Given information:
-*-
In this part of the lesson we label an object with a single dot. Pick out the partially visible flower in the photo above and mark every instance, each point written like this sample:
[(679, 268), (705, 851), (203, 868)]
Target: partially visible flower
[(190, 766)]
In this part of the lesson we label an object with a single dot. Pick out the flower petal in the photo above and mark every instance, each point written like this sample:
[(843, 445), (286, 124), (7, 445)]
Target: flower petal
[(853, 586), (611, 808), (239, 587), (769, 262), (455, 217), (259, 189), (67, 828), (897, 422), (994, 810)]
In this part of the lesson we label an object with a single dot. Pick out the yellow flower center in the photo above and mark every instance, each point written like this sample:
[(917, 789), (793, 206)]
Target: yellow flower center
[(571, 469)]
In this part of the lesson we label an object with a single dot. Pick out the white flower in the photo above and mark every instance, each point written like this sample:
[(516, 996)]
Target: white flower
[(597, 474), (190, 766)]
-*-
Set problem: Print the listing word for word, beginning at the line that contains "out the white" and ending with the last line of the listing.

Response to this exercise:
In this part of the lesson we label an object with a single dot. Pick out the white flower in the photo above and mark every instance, each point written like this sample:
[(516, 996)]
Target: white flower
[(597, 474), (190, 766)]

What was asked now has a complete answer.